> [What to produce] Copy the passage about planning for walkability around the Purple Line subway extension word for word, from start to finish.

> [Supplied passage]
We’re about six years away from the opening of the Purple Line subway extension to both Fairfax and La Cienega. Even though that’s a long time, it’s not too early to start planning for its arrival, especially when it comes to walkability.
Metro and the cities of Los Angeles and Beverly Hills can learn a few lessons from the Expo Line, which opened to Culver City in 2012 and Santa Monica four years later. Metro and the city of L.A. did almost nothing to increase walkability around its stations, especially since nearly all the light rail stops bump up against massive, multi-lane boulevards. The transit agency and the city have yet to add curb extensions to shorten pedestrian crossings or even give longer walk signals to cross the wide streets; heck, the Sepulveda station only got a west-facing sidewalk a few weeks before the extension opened.

> [Data listing]
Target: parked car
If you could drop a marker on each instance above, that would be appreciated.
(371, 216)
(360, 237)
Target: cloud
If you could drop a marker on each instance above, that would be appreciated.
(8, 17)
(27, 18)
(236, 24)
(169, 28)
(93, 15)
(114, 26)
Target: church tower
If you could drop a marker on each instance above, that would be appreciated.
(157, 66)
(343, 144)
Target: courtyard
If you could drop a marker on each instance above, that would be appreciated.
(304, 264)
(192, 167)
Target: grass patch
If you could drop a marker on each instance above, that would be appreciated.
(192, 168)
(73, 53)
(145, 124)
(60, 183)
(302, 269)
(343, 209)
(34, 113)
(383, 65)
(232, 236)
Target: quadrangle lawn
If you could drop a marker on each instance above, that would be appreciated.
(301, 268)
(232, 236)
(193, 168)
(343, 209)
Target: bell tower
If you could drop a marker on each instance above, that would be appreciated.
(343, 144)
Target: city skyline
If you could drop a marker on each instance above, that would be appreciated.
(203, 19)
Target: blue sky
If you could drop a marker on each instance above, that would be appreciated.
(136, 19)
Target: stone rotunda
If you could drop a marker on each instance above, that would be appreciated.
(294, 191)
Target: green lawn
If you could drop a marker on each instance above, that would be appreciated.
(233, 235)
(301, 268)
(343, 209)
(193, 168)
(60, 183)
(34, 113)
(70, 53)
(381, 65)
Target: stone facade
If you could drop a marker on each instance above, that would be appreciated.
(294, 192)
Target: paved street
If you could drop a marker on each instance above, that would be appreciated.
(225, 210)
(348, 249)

--

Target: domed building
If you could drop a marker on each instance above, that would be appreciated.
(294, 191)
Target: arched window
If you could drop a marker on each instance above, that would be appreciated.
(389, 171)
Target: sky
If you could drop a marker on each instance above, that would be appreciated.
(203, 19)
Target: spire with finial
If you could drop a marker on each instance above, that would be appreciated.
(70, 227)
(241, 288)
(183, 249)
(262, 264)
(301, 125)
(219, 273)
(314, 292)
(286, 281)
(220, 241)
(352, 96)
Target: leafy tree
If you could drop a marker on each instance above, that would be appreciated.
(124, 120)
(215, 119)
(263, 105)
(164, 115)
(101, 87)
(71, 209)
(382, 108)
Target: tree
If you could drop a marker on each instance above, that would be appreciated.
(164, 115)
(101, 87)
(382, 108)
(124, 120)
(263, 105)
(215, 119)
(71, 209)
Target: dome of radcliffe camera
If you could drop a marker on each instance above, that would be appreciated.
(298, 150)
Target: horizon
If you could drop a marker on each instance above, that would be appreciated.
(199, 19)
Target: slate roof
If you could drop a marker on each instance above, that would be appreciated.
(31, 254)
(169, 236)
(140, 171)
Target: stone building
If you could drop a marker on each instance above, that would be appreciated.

> [Response below]
We’re about six years away from the opening of the Purple Line subway extension to both Fairfax and La Cienega. Even though that’s a long time, it’s not too early to start planning for its arrival, especially when it comes to walkability.
Metro and the cities of Los Angeles and Beverly Hills can learn a few lessons from the Expo Line, which opened to Culver City in 2012 and Santa Monica four years later. Metro and the city of L.A. did almost nothing to increase walkability around its stations, especially since nearly all the light rail stops bump up against massive, multi-lane boulevards. The transit agency and the city have yet to add curb extensions to shorten pedestrian crossings or even give longer walk signals to cross the wide streets; heck, the Sepulveda station only got a west-facing sidewalk a few weeks before the extension opened.